GOAL: How many lines in the records below contain the string "blue"? Reply with the number alone.

━━━ DATA SHOWN ━━━

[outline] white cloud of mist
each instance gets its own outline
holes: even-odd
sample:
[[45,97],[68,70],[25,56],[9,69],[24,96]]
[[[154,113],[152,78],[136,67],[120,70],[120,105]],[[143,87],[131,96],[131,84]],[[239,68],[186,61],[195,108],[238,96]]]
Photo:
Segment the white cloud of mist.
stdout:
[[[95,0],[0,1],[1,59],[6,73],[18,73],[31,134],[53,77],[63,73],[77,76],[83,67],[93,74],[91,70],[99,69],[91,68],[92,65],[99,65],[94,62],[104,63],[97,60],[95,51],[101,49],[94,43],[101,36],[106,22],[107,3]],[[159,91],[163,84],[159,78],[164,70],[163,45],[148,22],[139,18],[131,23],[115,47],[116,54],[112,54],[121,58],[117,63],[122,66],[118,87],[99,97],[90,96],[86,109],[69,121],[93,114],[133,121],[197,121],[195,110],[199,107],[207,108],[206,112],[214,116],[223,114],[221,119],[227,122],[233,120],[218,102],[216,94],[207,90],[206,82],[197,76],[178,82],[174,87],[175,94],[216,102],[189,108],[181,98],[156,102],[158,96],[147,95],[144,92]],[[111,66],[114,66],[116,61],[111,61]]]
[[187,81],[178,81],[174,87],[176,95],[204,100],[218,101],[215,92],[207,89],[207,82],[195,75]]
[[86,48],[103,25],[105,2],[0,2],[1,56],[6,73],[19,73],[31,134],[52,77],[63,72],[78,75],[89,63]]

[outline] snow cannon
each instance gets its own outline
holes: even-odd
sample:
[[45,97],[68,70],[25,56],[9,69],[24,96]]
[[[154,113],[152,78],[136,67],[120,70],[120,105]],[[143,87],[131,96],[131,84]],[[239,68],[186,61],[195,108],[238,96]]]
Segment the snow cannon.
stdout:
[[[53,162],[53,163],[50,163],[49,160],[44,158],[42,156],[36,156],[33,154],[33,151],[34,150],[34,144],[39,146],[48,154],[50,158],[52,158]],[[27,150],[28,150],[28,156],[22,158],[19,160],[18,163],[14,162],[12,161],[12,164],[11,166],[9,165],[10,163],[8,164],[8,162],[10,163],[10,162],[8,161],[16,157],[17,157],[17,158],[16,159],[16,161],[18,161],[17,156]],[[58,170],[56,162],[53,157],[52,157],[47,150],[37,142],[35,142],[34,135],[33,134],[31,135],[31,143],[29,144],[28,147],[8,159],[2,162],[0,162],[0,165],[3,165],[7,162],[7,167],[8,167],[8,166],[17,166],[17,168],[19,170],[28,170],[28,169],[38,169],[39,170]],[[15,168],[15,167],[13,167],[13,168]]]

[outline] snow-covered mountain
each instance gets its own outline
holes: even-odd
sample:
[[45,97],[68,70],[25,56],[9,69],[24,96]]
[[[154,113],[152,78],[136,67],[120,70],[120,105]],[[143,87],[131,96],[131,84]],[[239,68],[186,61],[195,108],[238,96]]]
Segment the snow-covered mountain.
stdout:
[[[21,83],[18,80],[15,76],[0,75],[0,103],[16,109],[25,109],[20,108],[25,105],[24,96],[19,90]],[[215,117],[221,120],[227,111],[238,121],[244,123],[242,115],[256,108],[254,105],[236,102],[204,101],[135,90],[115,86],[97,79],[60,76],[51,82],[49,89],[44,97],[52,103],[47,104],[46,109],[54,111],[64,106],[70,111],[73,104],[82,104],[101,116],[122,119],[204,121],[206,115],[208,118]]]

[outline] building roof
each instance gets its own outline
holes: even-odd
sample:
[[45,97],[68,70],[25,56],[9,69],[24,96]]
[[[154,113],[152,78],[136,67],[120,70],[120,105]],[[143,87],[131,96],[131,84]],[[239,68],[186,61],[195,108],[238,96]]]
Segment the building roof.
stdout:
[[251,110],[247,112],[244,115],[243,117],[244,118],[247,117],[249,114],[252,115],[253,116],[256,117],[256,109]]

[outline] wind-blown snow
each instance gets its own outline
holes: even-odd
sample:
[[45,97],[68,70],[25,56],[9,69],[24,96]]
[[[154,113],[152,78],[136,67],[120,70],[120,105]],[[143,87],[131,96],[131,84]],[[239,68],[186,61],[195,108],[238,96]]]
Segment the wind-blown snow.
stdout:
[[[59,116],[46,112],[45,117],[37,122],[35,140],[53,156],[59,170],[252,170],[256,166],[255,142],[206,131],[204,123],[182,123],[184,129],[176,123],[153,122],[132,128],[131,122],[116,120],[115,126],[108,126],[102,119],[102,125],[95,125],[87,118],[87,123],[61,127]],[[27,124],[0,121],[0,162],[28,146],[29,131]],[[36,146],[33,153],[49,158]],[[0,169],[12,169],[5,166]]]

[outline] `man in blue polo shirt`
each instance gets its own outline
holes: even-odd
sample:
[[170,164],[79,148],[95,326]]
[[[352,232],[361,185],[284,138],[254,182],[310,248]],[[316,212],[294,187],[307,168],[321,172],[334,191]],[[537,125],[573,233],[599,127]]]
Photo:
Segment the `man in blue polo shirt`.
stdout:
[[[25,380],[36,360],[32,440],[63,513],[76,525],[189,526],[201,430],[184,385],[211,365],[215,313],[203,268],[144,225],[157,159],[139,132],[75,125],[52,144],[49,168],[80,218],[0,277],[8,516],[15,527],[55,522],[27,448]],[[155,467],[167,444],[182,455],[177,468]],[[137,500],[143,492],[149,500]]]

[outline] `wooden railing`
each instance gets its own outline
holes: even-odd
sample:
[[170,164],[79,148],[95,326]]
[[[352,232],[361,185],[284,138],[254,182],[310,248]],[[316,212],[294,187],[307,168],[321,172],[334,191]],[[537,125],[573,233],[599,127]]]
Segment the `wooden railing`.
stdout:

━━━

WRITTEN RESPONSE: 2